▶ **SELECTED EXCERPT**
— begin —

Post-Feminist Secular Ideology
 Secular conservative women, by contrast, dismiss religious configurations in favor of a rhetoric stemming from (and twisting the meanings of) certain configurations of feminism. Theorists associated with the Women's Freedom Network and the Independent Women's Forum advocate, as their organizational names imply, freedom and independence. They oppose any political project which advocates structural change for women in favor of an ideology of complete personal choice. Their platforms have little to do with theology; rather they use the languages of liberalism and liberal feminism to suggest that women should be allowed to "freely choose" dependency, domesticity, and conventional women's roles. Thus, these public figures encourage women to choose full-time motherhood and family life as legitimate feminist options.
 A new group of self proclaimed "post-feminist" and "conservative feminist" speakers have emerged in the academy who–on the basis of individual choice–make a series of claims that stand in opposition to a long history feminist thinking. In theirProfessing Feminism, for example, Daphne Patai and Noretta Koertge argue that contemporary American feminism has fallen prey to a "political correctness" which limits and inhibits a wider set of social possibilities and choices for women. "Whereas feminists originally argued for a loosening of gender roles, now there is great pressure from within for conformity."28 In the name of feminism, Patai and Koertge castigate feminist agendas that have attempted to include minorities (such as lesbians and black women). Because they believe that straight, white people are victims of identity policing, these authors want everyone to rely only on generic humanness, without appeal to unique experiences involved with structural identities (like woman, black, or lesbian). Differences such as gender, class, race and sexual preference should be ignored, they argue, so that everyone will have maximum access to free choice. They believe that feminist liberation is a matter of overcoming oppression with education and self-respect, not of structural change for women's lives.

— end —

▶ **DATASET CONTENT**

— begin —

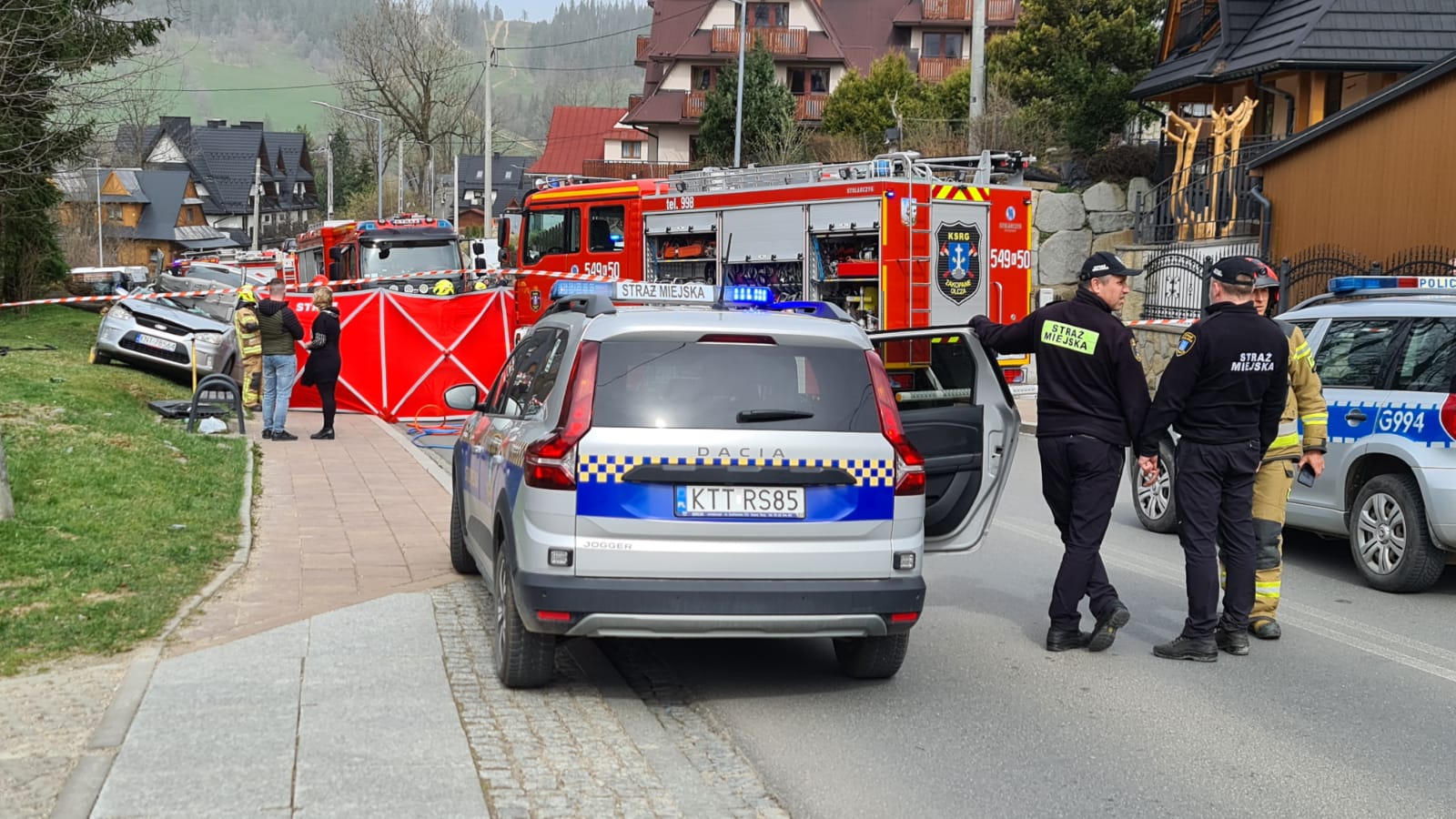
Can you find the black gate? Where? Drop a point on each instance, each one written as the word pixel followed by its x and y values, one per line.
pixel 1174 286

— end —

▶ **WRITTEN REQUEST**
Copy the text of the passage on post-feminist secular ideology between "Post-Feminist Secular Ideology" and "legitimate feminist options.", inclusive, swapping "rhetoric" for "discourse".

▶ **TASK RESULT**
Post-Feminist Secular Ideology
 Secular conservative women, by contrast, dismiss religious configurations in favor of a discourse stemming from (and twisting the meanings of) certain configurations of feminism. Theorists associated with the Women's Freedom Network and the Independent Women's Forum advocate, as their organizational names imply, freedom and independence. They oppose any political project which advocates structural change for women in favor of an ideology of complete personal choice. Their platforms have little to do with theology; rather they use the languages of liberalism and liberal feminism to suggest that women should be allowed to "freely choose" dependency, domesticity, and conventional women's roles. Thus, these public figures encourage women to choose full-time motherhood and family life as legitimate feminist options.